ÉNONCÉ 1
Recopiez à l'identique toutes les lignes d'extraits du jeu de données d'annotation de localisation présentées plus bas.

TEXTE DONNÉ
« Angoulême est la Mecque de la bande dessinée. Chaque année des milliers de visiteurs s’y rendent et participent à son économie. S’il vous plaît messieurs, continuez d’encourager notre Festival qu’il devienne comme Angoulême. » Pendant la cérémonie d’ouverture du Bucheon International Comics Festival (BICOF), ce cri du cœur est poussé par Park Jae-dong, dessinateur au quotidien Hankyoreh.
Il atteint les oreilles convaincues et amusées d’une poignée d’élus de la ville de Bucheon. Car depuis une vingtaine d’années, cette cité moderne d’un million d’habitants, voisine de la capitale Séoul et du port d’Incheon, joue la carte de la culture avec pour surnom : « Fantasia ».Ainsi, elle accueille, un orchestre philharmonique, un festival du film d’animation ainsi qu’un festival du film fantastique.

Extraits d'un jeu de données d'annotation de localisation:
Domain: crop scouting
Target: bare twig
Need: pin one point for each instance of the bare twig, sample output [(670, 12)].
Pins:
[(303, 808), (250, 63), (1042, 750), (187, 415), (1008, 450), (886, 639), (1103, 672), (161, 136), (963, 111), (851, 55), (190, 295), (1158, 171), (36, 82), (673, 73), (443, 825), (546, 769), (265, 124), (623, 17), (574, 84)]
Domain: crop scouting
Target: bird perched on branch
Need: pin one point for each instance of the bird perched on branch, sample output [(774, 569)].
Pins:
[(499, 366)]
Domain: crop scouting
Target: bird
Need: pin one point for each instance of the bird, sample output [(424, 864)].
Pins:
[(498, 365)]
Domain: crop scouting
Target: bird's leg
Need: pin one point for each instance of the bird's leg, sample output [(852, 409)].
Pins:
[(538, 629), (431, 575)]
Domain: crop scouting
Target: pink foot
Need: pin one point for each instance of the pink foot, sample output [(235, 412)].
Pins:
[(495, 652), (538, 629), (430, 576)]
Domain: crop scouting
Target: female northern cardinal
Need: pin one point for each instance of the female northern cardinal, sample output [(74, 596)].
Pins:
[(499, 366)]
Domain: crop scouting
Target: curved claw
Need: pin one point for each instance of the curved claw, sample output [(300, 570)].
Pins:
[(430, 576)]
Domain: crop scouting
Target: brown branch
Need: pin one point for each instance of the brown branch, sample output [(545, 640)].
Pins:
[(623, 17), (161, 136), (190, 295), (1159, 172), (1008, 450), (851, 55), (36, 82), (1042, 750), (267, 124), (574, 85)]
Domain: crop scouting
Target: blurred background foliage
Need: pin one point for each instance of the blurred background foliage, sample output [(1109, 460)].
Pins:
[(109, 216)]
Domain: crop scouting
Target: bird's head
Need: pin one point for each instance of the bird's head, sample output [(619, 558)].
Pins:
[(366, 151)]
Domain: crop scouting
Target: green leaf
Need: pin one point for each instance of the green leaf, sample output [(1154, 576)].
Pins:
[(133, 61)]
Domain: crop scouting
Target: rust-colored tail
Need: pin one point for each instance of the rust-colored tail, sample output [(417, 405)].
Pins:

ÉNONCÉ 2
Répondez brièvement à ces questions sur le texte donné :
(a) Qui pousse le cri du cœur pendant la cérémonie d'ouverture du festival, et pour quel quotidien dessine-t-il ?
(b) Combien d'habitants compte la ville de Bucheon ?
(c) Quel surnom la ville s'est-elle donné ?

RÉPONSE COMPLÈTE 1
Domain: crop scouting
Target: bare twig
Need: pin one point for each instance of the bare twig, sample output [(670, 12)].
Pins:
[(303, 808), (250, 63), (1042, 750), (187, 415), (1008, 450), (886, 639), (1103, 672), (161, 136), (963, 111), (851, 55), (190, 295), (1158, 171), (36, 82), (673, 73), (443, 825), (546, 769), (265, 124), (623, 17), (574, 84)]
Domain: crop scouting
Target: bird perched on branch
Need: pin one point for each instance of the bird perched on branch, sample output [(774, 569)].
Pins:
[(499, 366)]
Domain: crop scouting
Target: bird
Need: pin one point for each instance of the bird, sample output [(424, 864)].
Pins:
[(498, 365)]
Domain: crop scouting
Target: bird's leg
Need: pin one point for each instance of the bird's leg, sample output [(852, 409)].
Pins:
[(538, 629), (431, 575)]
Domain: crop scouting
Target: pink foot
Need: pin one point for each instance of the pink foot, sample output [(235, 412)].
Pins:
[(495, 652), (538, 629), (430, 576)]
Domain: crop scouting
Target: female northern cardinal
Need: pin one point for each instance of the female northern cardinal, sample output [(74, 596)].
Pins:
[(499, 366)]
Domain: crop scouting
Target: curved claw
Need: pin one point for each instance of the curved claw, sample output [(300, 570)].
Pins:
[(430, 576)]
Domain: crop scouting
Target: brown branch
Need: pin one point for each instance of the brown branch, sample output [(545, 640)].
Pins:
[(623, 17), (161, 136), (190, 295), (1159, 172), (1008, 450), (851, 55), (36, 82), (1042, 750), (267, 124), (574, 85)]
Domain: crop scouting
Target: blurred background foliage
Need: pin one point for each instance of the blurred background foliage, sample output [(1109, 460)].
Pins:
[(109, 216)]
Domain: crop scouting
Target: bird's head
Need: pin one point for each instance of the bird's head, sample output [(619, 558)].
Pins:
[(366, 151)]
Domain: crop scouting
Target: green leaf
Need: pin one point for each instance of the green leaf, sample output [(1154, 576)].
Pins:
[(133, 61)]
Domain: crop scouting
Target: rust-colored tail
Need: pin one point for each instance of the rust-colored tail, sample output [(417, 405)].
Pins:

RÉPONSE COMPLÈTE 2
(a) Park Jae-dong, dessinateur au quotidien Hankyoreh.
(b) Un million d'habitants.
(c) « Fantasia ».